▸ TASK STATEMENT: Identify each line in the rows below that contains the word "floret" and copy those lines.

Photo object pointing rows:
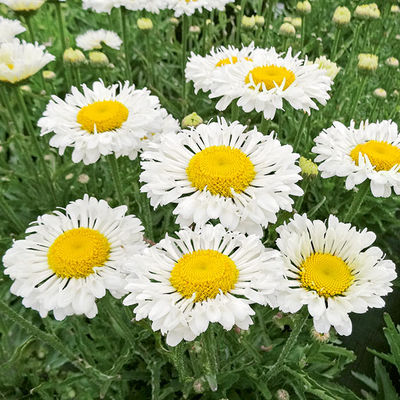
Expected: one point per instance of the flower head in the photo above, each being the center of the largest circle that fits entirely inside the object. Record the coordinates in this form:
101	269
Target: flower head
202	276
332	269
69	260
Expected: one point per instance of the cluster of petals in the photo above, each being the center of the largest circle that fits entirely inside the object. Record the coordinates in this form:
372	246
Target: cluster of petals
182	318
372	274
145	122
333	148
26	262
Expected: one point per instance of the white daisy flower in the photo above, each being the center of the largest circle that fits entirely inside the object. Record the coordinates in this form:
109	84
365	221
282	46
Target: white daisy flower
263	84
103	120
200	69
20	60
23	5
9	29
94	40
221	171
331	268
209	275
370	152
100	6
67	261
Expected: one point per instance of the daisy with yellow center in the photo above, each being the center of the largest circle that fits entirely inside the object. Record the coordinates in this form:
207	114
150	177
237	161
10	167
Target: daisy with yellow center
200	70
67	261
202	276
371	151
221	171
332	269
267	79
105	120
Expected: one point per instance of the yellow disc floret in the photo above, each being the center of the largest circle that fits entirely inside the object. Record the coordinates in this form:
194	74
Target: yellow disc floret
230	60
325	273
77	251
383	156
221	169
271	76
105	115
205	273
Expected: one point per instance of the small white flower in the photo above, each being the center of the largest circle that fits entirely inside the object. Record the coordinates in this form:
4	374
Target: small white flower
67	261
332	269
105	120
94	40
370	152
264	83
20	60
206	275
9	28
221	171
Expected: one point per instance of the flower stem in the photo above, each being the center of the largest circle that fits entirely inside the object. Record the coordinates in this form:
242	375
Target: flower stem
125	38
299	322
116	177
358	199
28	124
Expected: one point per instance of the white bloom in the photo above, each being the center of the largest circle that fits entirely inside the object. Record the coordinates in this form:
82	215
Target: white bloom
331	268
94	39
9	28
206	275
20	60
23	5
104	120
263	84
200	69
69	260
221	171
370	152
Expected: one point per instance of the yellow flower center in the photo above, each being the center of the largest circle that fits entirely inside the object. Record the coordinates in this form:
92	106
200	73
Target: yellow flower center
271	76
383	156
325	273
205	273
221	168
105	115
77	251
230	60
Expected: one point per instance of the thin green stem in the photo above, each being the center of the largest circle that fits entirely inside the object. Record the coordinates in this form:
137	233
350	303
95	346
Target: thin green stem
116	178
28	124
358	199
299	322
53	341
125	38
297	142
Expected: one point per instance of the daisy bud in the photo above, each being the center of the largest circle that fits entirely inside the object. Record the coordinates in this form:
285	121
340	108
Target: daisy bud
83	178
341	16
144	24
329	66
192	119
395	9
295	21
248	22
392	62
367	62
282	394
260	20
98	58
287	29
303	7
72	56
320	337
380	93
48	75
308	168
194	29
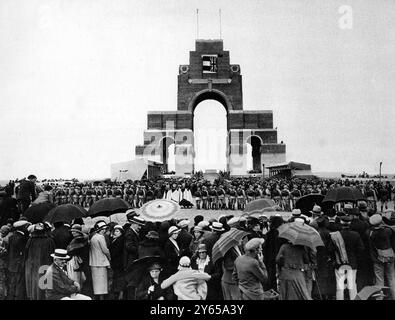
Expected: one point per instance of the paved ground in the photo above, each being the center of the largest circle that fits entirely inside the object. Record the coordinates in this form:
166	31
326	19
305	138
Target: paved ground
191	213
184	213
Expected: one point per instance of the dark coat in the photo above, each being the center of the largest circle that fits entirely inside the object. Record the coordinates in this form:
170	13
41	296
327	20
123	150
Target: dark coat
214	288
146	282
334	226
353	245
62	285
79	246
210	238
172	257
16	250
150	247
37	254
184	240
27	191
62	237
131	247
117	251
8	209
325	266
380	238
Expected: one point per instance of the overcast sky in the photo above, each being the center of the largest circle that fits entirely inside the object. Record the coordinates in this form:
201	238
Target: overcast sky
77	78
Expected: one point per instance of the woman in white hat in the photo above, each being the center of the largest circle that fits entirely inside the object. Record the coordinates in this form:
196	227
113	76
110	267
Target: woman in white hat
172	250
99	260
56	282
188	284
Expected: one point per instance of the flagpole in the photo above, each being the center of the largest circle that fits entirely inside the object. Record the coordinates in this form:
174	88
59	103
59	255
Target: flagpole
220	25
197	23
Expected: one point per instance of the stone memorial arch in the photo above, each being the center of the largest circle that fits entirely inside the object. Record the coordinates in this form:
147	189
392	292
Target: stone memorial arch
210	76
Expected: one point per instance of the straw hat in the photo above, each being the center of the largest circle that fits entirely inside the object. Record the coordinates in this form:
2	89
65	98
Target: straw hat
217	226
183	223
254	243
172	230
60	254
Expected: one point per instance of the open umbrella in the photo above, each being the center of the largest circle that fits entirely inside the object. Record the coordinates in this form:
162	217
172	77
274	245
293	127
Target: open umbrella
159	210
343	194
227	241
284	214
300	234
65	213
119	218
107	207
257	206
89	222
369	291
136	271
37	212
306	203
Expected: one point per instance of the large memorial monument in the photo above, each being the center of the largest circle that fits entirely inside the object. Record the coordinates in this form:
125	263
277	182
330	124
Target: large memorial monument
210	75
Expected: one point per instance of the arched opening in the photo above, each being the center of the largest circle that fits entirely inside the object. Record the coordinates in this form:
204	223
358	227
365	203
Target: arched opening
167	146
210	133
254	154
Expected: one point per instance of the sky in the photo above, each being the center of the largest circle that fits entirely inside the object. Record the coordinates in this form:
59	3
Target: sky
77	78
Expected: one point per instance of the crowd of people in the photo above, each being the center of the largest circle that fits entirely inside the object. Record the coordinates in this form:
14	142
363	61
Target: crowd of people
221	194
61	261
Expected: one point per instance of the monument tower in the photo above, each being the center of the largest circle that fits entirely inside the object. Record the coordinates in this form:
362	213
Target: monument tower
210	76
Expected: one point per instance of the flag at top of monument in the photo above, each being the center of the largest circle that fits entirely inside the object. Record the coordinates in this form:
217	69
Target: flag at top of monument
209	63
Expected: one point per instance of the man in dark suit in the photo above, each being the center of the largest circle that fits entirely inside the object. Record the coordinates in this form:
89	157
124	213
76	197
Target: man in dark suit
211	238
172	251
26	193
57	284
16	268
347	248
184	238
61	235
131	251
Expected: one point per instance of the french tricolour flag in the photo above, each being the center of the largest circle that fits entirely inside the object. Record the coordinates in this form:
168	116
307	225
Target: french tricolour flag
210	63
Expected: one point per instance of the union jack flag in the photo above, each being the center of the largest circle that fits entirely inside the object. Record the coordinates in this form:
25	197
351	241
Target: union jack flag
210	64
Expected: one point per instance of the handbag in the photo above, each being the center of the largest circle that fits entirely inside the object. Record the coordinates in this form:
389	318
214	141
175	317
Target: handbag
384	255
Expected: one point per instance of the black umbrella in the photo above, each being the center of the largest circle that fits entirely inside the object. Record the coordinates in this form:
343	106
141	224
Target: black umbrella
65	213
136	271
107	207
306	203
346	194
37	212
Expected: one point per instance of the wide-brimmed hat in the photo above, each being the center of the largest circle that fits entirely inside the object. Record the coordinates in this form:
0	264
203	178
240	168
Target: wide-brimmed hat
375	219
202	248
131	213
155	266
346	219
152	235
217	226
316	210
119	227
254	243
183	223
172	230
203	224
184	262
362	205
60	254
296	213
21	224
5	229
100	225
233	222
197	228
76	228
137	220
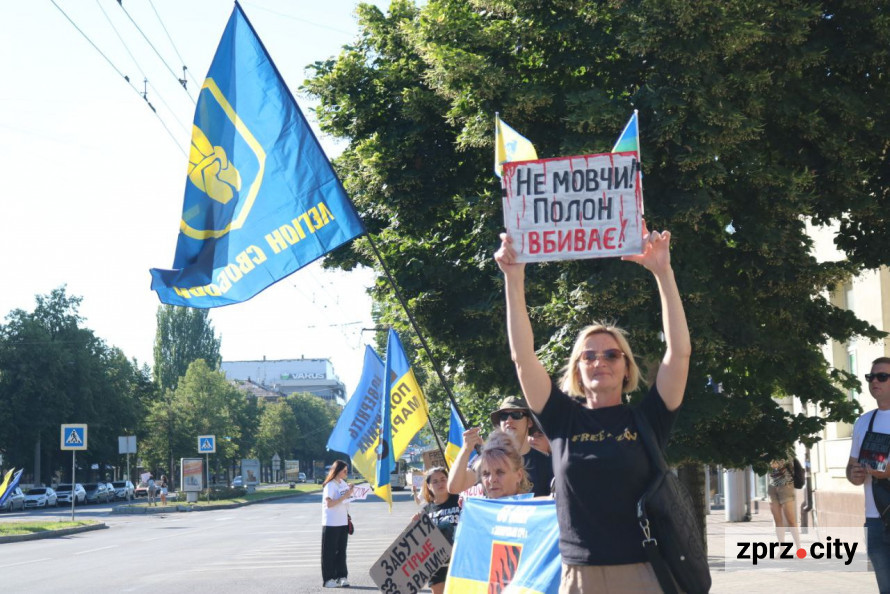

▸ EXERCISE RESPONSE:
Expected: one point per instance of the yellow disc floret in the photo above, each being the center of the largest circle that fits entirely inside the object. Record the coordinates in this form:
Target: yellow disc floret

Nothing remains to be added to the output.